PROBLEM
Which lines in the items below contain the word "suit"? Pick out each such line and copy it in full.

LISTED ENTRIES

□ □ □ □ □

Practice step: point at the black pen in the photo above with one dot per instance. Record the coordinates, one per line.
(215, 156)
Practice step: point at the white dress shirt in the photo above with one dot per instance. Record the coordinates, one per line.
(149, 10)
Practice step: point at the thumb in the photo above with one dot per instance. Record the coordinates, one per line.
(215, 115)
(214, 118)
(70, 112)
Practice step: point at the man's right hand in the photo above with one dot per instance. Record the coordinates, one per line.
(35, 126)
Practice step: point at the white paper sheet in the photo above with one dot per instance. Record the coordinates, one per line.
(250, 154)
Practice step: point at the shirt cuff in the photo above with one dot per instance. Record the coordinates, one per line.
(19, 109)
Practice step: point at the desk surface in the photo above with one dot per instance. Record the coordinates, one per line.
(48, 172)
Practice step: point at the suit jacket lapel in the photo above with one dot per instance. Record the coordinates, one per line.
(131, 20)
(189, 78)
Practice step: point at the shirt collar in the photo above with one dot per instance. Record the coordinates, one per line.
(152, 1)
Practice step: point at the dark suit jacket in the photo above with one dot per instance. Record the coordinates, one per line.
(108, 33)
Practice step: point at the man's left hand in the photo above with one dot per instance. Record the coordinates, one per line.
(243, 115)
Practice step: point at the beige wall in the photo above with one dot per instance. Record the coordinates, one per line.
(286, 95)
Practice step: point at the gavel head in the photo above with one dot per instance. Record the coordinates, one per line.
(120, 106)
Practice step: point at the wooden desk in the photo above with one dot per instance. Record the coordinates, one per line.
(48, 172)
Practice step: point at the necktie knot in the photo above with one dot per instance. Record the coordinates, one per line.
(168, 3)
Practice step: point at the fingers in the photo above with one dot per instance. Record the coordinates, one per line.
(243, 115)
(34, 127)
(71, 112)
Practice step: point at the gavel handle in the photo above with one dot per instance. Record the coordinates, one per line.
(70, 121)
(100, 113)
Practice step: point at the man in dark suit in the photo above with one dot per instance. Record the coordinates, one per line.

□ □ □ □ □

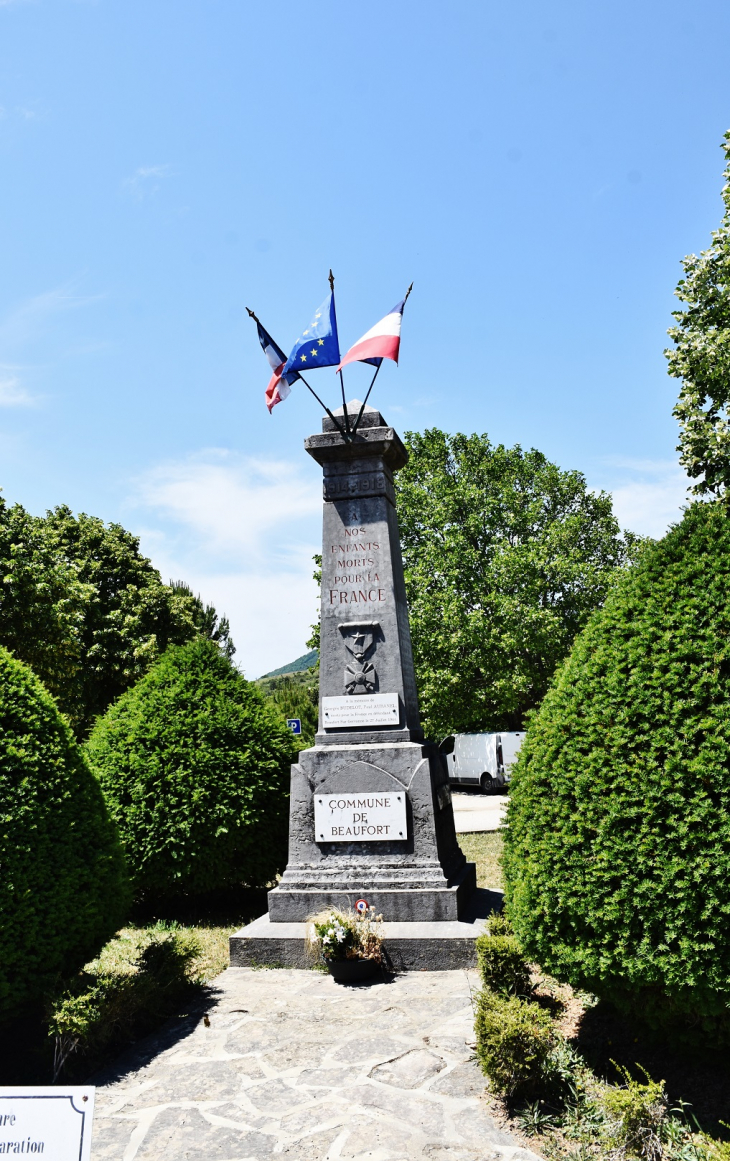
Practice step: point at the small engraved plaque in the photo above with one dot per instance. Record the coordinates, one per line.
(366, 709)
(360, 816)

□ □ □ □ □

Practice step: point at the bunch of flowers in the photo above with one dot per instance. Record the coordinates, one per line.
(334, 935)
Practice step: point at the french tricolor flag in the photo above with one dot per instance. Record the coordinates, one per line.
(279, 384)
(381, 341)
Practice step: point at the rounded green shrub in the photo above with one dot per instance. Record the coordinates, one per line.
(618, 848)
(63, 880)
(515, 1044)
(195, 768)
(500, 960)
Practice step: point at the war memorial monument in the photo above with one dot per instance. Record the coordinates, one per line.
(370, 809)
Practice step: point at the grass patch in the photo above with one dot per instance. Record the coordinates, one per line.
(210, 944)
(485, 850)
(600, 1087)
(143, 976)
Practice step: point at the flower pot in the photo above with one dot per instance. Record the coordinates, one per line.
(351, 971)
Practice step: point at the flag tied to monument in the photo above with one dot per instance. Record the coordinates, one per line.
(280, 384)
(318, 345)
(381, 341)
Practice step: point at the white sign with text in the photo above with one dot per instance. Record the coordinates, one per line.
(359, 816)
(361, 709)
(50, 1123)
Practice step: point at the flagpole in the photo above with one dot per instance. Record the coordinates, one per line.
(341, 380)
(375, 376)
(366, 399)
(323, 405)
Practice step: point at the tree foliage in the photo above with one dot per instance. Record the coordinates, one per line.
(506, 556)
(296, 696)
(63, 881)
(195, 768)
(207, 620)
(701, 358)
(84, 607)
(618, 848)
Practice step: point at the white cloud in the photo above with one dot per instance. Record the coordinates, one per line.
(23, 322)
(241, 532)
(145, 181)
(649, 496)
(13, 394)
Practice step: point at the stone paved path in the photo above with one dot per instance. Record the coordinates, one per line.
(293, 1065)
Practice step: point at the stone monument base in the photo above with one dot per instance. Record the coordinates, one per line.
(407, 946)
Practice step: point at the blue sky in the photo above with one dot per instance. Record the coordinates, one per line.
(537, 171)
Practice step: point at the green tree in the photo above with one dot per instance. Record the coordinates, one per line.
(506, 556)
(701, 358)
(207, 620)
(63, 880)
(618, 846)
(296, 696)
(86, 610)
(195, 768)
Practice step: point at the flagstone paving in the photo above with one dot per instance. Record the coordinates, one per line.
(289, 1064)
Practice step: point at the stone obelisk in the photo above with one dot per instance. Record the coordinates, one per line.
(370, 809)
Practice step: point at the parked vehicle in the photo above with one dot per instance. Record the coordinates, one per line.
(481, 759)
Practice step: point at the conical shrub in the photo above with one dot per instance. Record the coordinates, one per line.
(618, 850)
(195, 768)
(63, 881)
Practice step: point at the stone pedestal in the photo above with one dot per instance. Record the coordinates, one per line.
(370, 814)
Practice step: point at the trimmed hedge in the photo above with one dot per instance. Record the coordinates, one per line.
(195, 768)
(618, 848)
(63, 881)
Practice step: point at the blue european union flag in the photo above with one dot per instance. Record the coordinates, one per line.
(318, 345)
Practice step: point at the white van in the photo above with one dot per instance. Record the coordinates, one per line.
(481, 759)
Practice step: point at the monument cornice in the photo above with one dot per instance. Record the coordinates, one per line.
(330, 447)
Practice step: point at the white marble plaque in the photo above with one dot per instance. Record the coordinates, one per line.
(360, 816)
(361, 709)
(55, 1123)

□ □ □ □ □

EXERCISE RESPONSE
Practice step: point at the suit jacket lapel in the photo above with one dot per instance. Record the coordinates, one per line.
Practice step: point at the dark suit jacket in the photo above with one dot per instance. Record the coordinates, one per line.
Practice step: point at the man in dark suit in the photo above with one dot per instance. Record the coordinates, one per line.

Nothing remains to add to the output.